== Segment start ==

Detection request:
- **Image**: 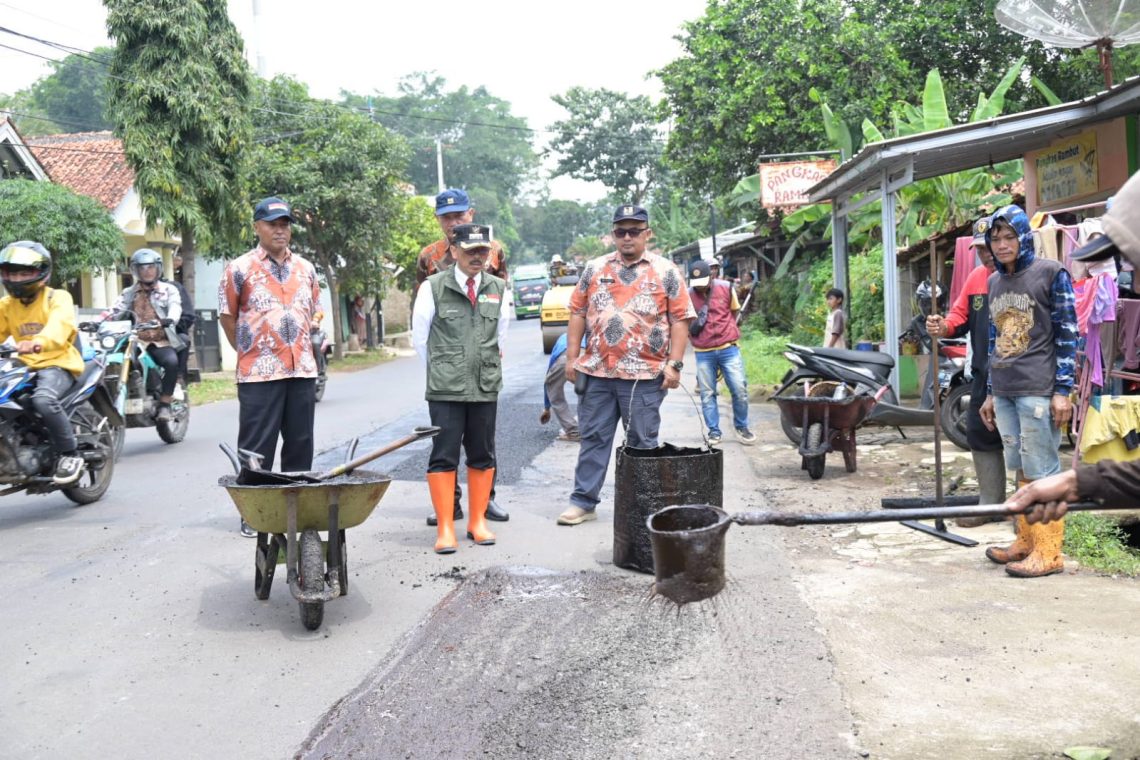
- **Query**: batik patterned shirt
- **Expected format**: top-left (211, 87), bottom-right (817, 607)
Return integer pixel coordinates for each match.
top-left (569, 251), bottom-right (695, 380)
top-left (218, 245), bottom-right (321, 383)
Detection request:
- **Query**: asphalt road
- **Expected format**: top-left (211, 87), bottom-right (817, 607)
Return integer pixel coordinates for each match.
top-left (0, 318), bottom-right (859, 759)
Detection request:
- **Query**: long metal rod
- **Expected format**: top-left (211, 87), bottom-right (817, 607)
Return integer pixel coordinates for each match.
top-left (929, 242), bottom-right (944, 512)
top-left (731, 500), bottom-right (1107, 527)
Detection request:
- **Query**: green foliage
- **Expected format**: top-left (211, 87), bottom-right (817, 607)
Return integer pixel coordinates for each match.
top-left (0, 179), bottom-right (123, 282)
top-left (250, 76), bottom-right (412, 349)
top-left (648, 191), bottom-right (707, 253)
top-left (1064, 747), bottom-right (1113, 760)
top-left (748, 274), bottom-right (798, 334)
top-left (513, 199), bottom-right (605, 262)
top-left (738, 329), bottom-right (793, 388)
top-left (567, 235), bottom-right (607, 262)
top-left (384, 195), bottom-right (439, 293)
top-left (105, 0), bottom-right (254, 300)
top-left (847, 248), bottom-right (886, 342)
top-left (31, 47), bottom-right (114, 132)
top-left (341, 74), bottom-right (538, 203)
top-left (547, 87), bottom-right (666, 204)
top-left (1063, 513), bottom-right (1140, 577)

== Segment end ==
== Segment start ==

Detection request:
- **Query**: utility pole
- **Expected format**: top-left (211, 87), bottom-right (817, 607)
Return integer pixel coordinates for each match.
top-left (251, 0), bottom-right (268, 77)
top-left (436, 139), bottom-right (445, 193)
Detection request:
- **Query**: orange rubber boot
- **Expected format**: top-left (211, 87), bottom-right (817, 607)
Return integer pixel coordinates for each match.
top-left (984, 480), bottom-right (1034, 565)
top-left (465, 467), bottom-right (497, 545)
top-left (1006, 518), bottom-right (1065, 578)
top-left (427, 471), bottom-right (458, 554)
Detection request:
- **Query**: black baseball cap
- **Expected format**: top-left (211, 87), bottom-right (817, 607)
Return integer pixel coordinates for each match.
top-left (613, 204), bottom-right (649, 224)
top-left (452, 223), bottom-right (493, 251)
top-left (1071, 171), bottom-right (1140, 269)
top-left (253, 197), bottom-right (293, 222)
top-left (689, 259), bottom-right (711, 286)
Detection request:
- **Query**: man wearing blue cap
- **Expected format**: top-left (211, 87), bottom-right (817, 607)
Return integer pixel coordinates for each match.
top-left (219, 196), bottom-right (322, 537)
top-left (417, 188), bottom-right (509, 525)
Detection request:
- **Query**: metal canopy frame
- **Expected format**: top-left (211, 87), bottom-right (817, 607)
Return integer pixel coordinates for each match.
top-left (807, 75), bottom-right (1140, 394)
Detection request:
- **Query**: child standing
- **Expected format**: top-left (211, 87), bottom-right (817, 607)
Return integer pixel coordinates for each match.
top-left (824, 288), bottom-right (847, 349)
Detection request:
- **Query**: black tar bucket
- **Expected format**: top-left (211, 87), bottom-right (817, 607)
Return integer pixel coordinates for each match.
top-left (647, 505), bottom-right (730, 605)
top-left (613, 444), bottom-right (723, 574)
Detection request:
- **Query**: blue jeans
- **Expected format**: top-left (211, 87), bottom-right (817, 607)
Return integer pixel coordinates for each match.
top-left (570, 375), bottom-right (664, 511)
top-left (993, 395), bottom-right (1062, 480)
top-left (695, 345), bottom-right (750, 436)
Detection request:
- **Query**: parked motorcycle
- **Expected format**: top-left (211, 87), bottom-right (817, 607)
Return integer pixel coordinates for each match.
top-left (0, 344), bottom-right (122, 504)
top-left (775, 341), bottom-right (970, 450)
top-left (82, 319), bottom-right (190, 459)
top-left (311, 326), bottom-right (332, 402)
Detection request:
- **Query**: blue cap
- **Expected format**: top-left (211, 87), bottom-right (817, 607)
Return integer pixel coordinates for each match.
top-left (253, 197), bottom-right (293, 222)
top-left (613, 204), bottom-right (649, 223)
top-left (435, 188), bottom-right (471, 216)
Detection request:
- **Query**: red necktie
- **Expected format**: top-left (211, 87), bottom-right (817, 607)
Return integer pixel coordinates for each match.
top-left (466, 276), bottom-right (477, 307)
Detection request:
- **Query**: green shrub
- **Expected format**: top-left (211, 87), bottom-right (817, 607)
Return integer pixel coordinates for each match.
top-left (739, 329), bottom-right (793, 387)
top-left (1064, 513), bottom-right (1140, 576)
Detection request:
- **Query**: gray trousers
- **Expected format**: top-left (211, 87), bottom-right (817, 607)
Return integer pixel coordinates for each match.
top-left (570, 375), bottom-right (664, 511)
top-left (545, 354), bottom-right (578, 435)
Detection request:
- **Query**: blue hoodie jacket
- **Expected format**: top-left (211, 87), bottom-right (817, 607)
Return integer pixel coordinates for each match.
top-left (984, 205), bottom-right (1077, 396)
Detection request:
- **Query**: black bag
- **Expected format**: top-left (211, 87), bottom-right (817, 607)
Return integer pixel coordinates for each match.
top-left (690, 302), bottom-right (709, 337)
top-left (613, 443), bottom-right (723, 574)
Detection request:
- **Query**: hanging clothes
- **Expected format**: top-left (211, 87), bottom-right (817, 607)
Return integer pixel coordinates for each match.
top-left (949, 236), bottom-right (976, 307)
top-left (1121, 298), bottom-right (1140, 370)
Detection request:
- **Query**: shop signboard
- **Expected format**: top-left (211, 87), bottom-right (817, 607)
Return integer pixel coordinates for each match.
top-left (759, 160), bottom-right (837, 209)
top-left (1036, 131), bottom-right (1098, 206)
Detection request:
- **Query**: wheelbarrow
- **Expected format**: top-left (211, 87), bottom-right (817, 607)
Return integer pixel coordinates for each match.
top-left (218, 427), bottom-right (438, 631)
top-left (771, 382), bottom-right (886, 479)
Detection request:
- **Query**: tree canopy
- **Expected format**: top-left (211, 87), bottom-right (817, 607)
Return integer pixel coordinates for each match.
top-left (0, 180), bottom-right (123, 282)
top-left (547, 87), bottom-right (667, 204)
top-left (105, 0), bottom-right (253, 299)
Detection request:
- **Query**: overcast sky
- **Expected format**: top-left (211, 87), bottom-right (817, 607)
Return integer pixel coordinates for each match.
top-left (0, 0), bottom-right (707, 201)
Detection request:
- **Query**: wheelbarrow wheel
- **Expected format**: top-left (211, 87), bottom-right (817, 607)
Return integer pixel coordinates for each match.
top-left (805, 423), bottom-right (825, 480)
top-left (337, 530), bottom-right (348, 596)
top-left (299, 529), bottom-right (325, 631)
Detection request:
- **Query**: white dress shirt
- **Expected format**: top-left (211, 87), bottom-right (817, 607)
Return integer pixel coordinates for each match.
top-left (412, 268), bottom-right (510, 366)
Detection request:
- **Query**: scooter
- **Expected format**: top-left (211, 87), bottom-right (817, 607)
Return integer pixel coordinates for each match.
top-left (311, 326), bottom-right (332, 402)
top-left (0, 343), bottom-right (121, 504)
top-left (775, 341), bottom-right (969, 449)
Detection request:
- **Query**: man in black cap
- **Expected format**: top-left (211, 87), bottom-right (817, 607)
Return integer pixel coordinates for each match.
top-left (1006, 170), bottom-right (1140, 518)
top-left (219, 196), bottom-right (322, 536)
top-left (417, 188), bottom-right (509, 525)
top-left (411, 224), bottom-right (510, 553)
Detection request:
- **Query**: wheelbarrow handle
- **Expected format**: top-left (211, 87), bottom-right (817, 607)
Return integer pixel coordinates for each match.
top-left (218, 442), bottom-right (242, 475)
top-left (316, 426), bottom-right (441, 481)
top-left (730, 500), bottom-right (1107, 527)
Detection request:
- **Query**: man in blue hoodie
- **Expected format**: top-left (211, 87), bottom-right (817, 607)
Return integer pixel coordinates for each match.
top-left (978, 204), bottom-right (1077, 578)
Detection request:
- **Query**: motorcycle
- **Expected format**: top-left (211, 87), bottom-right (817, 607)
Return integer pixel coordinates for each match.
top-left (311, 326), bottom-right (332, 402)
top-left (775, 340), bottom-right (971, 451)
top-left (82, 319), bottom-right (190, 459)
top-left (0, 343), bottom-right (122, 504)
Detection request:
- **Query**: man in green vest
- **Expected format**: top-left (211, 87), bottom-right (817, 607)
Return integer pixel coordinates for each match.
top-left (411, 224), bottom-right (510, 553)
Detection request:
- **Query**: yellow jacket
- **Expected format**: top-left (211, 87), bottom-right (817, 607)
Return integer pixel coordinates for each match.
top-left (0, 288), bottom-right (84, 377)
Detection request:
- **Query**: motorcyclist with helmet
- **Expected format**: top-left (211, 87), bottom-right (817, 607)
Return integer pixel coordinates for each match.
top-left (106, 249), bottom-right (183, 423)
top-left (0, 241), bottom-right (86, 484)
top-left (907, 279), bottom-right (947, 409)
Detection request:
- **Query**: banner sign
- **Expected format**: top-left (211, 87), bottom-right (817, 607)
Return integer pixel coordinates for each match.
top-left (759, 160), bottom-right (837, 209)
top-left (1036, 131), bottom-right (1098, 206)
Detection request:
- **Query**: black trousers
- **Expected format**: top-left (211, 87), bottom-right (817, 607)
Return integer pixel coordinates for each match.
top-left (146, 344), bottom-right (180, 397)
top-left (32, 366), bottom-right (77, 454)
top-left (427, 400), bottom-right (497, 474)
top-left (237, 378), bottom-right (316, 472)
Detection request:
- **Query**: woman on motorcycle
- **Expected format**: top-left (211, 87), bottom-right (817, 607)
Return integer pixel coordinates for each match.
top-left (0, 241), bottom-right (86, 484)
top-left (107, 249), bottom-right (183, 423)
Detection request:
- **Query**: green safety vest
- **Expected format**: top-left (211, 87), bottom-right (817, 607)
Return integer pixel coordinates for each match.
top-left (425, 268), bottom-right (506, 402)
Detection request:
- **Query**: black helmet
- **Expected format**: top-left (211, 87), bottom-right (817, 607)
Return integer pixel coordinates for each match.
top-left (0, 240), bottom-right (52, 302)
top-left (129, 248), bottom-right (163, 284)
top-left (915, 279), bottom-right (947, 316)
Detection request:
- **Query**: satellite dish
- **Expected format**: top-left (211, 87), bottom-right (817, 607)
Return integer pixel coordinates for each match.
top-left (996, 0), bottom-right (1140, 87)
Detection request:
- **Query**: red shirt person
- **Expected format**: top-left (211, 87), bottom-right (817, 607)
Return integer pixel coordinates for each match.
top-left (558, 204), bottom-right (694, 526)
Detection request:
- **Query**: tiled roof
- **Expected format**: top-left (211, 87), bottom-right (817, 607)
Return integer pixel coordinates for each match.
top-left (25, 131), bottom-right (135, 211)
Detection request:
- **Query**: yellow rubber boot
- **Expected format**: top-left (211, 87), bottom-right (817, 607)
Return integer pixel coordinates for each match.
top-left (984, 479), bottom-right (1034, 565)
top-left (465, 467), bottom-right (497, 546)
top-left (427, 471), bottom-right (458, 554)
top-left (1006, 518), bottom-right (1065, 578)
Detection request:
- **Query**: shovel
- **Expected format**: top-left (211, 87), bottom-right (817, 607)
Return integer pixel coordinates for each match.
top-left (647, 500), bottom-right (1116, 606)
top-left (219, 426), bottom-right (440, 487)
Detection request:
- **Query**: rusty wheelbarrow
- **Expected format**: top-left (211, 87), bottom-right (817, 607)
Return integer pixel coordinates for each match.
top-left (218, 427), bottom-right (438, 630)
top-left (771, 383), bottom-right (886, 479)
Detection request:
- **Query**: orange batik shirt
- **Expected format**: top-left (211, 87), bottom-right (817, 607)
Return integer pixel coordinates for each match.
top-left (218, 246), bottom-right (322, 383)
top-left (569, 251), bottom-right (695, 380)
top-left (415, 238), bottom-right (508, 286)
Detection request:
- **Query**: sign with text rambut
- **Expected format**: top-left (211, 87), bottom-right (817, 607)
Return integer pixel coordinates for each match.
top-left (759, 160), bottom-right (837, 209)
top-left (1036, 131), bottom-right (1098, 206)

== Segment end ==

◆ Task goal: In the listing above, count each line that holds the string "boot". Give the number only.

◆ Response box: 2